> _AUFGABENSTELLUNG_:
Beantworten Sie anhand des Beitrags über Qualität die folgenden Fragen:
1. An welchem Datum hat Ulrich Fuchs den Beitrag verschickt?
2. Wie viele Freunde sind laut dem Zitat von peterchen at arcor.de „auch dabei“?
3. Was müssten Fachleute laut Ulrich Fuchs mit ihren Artikeln tun, sodass sie die Lust am Schreiben verlieren?

___ AUSGEWÄHLTER AUSZUG

[Wikide-l] 3. Re: Qualität (Klaus Graf)
Ulrich Fuchs
mail at ulrich-fuchs.de
Do Dez 9 18:47:43 UTC 2004
Am Mittwoch, 8. Dezember 2004 23:42 schrieb peterchen at arcor.de:
> Heute schreibe ich über alles mögliche - aber nie wieder über meine
> Fachgebiete! 2 Freunde von mir sind auch dabei - gleiches Ergebnis. Und
Am Mittwoch, 8. Dezember 2004 18:21 schrieb Klaus Graf:
> Es fehlen [...]
> hinreichend Fachleute, die a) bereit sind, groessere gute
> Ueberblicksartikel zu schreiben, b) diese wie Zerberus vor den
> Verschlimmbesserungen der Hobby-Autoren zu bewachen sowie
Andere haben hier in der Vergangenheit ziemlich genau das gleiche geschrieben.
Das Problem ist seit langem bekannt. Fachleute verlieren die Lust, über ihre
Fachgebiete zu schreiben, weil sie die Artikel quasi lebenslang schützen
müssten. Das betrifft mittlerweile so ziemlich alle Fachbereiche.

______
___ ANGEZEIGTE ZEILEN

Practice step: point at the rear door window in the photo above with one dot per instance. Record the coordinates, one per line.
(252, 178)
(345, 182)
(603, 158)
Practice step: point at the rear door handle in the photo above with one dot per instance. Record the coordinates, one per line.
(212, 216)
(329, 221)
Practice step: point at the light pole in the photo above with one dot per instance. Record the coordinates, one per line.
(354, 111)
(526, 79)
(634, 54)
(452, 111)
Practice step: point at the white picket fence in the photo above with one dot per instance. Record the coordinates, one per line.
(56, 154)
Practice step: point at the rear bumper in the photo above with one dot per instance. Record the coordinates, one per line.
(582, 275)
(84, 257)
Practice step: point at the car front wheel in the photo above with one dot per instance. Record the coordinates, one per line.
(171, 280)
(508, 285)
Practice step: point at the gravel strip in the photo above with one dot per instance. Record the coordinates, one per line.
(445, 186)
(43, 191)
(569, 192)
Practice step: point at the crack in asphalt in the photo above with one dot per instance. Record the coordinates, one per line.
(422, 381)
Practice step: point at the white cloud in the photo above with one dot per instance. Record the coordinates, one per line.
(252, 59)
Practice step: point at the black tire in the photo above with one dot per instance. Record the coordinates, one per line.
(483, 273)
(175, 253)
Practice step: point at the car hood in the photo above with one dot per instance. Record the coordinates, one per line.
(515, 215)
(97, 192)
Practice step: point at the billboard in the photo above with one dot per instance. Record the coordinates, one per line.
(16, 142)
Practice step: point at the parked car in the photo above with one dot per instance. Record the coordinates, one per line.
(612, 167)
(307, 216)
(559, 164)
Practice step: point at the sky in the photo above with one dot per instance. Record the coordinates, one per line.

______

> _LÖSUNG DER AUFGABE_:
1. Am 9. Dezember 2004.
2. Zwei Freunde.
3. Sie müssten die Artikel quasi lebenslang schützen.